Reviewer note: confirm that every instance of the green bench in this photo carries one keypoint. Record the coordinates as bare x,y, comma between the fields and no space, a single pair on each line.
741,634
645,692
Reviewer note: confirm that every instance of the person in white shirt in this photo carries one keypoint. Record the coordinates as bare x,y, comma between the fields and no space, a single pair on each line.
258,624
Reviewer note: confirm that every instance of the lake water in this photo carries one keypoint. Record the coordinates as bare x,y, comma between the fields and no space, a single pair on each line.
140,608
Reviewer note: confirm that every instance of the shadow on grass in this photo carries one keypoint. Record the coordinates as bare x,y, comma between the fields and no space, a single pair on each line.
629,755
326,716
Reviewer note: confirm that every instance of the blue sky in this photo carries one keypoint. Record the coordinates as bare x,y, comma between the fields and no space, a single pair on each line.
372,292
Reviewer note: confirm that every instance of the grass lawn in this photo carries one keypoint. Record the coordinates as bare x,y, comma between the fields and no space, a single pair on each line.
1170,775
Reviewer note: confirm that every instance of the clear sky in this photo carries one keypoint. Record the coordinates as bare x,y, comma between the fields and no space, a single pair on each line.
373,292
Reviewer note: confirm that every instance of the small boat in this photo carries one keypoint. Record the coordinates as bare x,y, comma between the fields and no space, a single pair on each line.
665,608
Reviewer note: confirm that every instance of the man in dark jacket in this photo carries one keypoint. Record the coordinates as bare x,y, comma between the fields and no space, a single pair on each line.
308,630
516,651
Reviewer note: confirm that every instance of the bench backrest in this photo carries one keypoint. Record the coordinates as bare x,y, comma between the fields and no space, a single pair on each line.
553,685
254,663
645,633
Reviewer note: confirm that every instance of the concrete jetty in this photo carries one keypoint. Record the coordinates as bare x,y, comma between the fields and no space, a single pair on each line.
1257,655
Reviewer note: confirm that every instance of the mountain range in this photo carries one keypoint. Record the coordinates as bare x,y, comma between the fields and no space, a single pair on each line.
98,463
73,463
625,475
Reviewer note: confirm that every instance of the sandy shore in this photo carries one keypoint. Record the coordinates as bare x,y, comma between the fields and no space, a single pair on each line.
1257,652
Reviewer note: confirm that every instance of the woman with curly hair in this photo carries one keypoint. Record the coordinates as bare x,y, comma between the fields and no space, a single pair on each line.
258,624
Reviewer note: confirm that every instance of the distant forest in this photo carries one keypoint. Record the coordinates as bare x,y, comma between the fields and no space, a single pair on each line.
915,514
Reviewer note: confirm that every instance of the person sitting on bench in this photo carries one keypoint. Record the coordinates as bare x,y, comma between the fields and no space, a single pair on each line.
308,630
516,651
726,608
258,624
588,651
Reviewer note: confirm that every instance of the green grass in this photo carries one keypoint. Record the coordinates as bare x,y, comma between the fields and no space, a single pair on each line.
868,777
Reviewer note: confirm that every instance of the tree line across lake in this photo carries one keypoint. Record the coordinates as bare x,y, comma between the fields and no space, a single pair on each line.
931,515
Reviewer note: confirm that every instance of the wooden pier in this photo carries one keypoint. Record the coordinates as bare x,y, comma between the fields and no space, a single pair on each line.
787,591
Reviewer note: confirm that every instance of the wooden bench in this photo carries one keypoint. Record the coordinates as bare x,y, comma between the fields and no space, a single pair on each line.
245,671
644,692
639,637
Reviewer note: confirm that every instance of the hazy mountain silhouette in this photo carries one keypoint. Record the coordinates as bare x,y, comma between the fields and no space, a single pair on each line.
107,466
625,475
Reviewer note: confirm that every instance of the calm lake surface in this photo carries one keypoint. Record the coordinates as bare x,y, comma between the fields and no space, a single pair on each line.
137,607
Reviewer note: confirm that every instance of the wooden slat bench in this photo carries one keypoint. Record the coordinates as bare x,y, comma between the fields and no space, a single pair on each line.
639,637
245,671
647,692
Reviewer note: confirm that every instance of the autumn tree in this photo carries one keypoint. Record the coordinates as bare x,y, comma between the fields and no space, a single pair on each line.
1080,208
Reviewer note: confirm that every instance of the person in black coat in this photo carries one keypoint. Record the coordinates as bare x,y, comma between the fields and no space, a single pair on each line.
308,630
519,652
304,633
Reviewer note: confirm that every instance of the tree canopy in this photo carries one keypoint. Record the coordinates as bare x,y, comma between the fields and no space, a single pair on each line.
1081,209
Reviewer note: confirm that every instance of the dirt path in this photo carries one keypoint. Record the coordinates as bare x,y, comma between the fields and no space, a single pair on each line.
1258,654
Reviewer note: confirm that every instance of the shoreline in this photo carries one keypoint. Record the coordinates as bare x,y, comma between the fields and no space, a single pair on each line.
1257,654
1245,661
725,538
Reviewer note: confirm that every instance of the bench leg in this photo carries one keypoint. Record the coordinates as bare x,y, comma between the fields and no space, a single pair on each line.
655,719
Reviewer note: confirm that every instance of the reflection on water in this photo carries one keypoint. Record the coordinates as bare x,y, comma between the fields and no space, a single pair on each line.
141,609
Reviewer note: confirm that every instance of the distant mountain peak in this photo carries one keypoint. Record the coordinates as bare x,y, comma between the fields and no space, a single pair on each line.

- Brief
Repeat only the lines running from the line that contains "Reviewer note: confirm that every instance of the shoreline" through the last line above, inclusive.

- Written solution
Reviewer note: confirm that every instance of the shoreline in this photo carries one keypoint. Record the coordinates as bare x,y, comma between the fields and no space, a single pair on each line.
1257,654
1245,661
725,538
Reviewer note: confirm that every instance of the bench leg in this photo carries one keypoint. Record the coordinates as bare x,y, comma between the fields and no space, a single pair on each line.
655,719
Reviewer note: confirm that every instance of the reflection on water in this photo carries one keypoint. Record the coordinates as bare x,y, comma between the fields and no space, a single pair on each line.
141,609
Reviewer note: confirm that every instance of the distant mountain peak in this photo carries one keypoint. Record the coordinates as bare x,y, comma between the fields and no space, a single pair on each line.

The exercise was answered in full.